Please turn the lines from the very first one through the line that contains "[[[588,418],[585,469],[785,484],[789,427]]]", both ends included, into a numbered list, leaving out any blank lines.

□ □ □ □ □ □ □

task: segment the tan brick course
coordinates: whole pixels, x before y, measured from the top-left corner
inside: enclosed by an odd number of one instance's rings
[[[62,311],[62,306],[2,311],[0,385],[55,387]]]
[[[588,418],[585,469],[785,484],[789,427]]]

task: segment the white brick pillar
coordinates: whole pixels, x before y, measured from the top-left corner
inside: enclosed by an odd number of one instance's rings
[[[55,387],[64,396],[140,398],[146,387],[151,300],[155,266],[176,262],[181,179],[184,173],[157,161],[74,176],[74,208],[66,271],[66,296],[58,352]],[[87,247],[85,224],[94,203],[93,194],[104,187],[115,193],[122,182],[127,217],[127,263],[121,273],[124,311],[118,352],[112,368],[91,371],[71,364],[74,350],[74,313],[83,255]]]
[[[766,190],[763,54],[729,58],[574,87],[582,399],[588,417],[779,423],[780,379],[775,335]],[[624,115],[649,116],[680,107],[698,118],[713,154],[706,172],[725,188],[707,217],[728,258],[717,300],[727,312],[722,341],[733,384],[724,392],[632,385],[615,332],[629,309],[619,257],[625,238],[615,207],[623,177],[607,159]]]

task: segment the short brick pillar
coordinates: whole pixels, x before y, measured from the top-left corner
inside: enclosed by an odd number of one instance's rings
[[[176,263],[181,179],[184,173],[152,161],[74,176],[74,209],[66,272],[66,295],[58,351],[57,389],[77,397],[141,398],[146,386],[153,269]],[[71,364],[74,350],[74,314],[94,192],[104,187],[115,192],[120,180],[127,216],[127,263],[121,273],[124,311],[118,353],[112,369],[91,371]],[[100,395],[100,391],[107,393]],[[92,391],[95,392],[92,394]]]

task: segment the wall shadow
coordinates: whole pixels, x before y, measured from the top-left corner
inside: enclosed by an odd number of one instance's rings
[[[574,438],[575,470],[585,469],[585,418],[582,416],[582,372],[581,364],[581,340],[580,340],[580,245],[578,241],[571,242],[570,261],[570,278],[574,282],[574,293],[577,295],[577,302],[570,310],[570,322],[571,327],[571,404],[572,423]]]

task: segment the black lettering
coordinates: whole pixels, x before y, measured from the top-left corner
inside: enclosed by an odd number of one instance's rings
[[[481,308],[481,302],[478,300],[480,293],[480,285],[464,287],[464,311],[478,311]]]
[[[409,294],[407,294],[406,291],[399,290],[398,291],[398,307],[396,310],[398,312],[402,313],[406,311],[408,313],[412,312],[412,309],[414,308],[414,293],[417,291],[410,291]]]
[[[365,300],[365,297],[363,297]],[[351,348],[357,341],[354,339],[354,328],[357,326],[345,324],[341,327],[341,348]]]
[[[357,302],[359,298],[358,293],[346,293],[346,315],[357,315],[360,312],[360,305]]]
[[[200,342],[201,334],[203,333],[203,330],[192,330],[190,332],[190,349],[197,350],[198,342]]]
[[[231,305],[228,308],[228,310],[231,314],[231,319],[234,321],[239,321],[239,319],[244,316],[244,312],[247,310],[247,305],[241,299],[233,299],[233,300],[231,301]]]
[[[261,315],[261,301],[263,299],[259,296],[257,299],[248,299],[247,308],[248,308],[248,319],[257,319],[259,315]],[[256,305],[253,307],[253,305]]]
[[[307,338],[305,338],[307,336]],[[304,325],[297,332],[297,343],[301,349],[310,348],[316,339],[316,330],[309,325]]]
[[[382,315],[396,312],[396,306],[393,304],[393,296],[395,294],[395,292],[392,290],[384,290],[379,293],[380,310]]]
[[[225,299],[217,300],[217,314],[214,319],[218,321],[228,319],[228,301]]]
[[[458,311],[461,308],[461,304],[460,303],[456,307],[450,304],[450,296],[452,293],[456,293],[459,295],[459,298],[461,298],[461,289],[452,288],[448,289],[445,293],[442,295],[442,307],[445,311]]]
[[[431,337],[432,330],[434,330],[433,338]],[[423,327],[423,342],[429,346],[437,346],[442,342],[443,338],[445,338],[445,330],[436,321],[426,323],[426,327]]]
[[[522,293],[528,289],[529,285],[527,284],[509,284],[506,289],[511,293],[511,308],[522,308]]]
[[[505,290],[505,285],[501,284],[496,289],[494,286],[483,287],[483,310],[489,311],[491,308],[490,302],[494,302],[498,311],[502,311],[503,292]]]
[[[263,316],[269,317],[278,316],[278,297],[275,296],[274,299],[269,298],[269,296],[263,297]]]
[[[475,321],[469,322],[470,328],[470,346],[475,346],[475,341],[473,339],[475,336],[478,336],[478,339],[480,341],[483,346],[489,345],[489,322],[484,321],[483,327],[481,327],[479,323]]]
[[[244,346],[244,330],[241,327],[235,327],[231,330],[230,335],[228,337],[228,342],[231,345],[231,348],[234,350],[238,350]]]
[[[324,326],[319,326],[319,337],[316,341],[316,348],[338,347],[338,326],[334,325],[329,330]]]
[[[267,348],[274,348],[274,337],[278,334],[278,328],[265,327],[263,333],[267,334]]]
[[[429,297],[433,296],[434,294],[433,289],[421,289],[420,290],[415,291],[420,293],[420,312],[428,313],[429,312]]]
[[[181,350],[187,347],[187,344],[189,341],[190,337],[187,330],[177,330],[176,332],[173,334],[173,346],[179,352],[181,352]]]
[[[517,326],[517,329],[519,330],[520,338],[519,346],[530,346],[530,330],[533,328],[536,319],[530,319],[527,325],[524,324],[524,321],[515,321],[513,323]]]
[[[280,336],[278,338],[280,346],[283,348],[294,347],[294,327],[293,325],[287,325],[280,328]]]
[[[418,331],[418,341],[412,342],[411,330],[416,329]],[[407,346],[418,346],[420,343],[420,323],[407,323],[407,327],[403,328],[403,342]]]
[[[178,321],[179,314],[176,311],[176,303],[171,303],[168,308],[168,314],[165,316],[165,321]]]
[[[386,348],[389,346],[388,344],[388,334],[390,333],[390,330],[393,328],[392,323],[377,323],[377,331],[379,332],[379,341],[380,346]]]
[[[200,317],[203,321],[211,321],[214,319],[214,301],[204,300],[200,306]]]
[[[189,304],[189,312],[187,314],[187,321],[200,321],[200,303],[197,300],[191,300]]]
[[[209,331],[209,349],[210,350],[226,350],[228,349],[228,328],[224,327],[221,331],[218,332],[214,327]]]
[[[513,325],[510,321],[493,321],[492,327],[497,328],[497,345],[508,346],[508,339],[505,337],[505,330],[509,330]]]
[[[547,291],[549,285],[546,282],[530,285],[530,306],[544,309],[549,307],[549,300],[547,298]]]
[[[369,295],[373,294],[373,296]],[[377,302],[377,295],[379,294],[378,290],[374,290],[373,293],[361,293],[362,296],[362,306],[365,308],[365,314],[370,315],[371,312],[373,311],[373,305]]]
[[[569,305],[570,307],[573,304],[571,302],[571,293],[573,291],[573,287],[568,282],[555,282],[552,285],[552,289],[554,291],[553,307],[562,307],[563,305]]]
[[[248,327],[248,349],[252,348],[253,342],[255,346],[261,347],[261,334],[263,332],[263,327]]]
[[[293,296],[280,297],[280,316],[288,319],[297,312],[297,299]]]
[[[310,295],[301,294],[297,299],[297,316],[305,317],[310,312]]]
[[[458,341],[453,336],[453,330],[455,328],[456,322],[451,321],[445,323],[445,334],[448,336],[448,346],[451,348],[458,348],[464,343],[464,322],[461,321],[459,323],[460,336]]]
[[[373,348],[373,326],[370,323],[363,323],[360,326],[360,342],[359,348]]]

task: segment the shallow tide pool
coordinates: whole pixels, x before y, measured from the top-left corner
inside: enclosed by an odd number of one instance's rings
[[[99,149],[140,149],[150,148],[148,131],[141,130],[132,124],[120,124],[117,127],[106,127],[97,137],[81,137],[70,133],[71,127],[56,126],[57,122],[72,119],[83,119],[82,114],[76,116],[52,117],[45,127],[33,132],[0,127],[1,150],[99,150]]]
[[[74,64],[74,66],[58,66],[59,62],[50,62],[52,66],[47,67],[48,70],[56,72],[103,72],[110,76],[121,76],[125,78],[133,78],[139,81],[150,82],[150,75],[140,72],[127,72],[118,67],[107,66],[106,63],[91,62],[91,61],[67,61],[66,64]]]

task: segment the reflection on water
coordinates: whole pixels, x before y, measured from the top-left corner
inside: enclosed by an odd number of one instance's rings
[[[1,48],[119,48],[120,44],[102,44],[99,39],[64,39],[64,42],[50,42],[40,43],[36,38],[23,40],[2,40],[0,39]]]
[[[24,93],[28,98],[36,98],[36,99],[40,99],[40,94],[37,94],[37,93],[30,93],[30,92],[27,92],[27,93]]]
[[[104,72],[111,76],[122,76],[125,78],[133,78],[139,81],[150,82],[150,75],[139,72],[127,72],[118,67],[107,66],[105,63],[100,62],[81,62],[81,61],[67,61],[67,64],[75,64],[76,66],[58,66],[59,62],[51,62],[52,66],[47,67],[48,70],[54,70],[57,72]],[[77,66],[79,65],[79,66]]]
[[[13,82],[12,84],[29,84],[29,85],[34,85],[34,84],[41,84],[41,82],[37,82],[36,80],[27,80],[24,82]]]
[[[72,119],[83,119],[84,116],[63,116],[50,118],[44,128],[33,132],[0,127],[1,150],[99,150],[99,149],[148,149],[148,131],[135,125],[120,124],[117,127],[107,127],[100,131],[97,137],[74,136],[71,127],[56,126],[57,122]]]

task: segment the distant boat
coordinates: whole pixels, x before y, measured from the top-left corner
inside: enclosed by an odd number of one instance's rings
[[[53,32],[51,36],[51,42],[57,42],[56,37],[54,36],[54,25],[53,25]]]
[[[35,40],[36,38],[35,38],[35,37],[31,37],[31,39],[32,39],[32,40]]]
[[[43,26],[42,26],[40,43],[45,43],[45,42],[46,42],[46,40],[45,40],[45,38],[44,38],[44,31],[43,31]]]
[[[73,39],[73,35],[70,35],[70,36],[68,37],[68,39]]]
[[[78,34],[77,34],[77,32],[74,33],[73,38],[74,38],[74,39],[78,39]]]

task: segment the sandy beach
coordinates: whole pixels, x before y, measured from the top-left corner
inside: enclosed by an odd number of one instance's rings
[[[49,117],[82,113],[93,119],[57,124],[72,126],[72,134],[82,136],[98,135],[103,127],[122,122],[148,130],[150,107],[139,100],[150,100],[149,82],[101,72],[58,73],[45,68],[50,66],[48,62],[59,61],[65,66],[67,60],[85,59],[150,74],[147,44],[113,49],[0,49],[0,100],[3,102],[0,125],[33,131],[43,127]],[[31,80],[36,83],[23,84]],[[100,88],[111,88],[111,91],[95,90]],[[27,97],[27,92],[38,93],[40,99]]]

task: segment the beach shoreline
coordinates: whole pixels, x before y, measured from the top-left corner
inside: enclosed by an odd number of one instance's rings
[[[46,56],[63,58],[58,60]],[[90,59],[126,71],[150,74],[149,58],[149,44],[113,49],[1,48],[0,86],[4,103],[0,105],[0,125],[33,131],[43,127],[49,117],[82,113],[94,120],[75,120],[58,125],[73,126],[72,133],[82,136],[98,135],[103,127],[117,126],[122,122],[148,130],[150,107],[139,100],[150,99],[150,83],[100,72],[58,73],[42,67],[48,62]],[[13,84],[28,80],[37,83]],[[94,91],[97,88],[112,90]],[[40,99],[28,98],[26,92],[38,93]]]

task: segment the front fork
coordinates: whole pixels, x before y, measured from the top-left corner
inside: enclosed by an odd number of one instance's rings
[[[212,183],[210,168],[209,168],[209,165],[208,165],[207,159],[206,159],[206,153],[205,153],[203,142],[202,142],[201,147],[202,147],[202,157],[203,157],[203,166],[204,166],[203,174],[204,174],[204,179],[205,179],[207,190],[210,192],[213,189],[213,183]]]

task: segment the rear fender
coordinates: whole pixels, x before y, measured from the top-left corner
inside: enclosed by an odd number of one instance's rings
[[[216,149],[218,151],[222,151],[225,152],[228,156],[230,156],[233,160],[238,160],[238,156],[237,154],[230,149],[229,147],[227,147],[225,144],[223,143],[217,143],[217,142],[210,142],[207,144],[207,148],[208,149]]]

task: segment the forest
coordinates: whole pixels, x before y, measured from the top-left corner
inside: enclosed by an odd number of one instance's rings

□ □ □ □ □ □ □

### FINAL RESULT
1. task: segment the tan brick course
2. coordinates: whole pixels, x before y, measured from the top-left corner
3. inside: enclosed by an odd number of one instance's rings
4. [[[62,311],[62,306],[2,311],[0,385],[55,387]]]
5. [[[588,418],[585,469],[785,484],[789,427]]]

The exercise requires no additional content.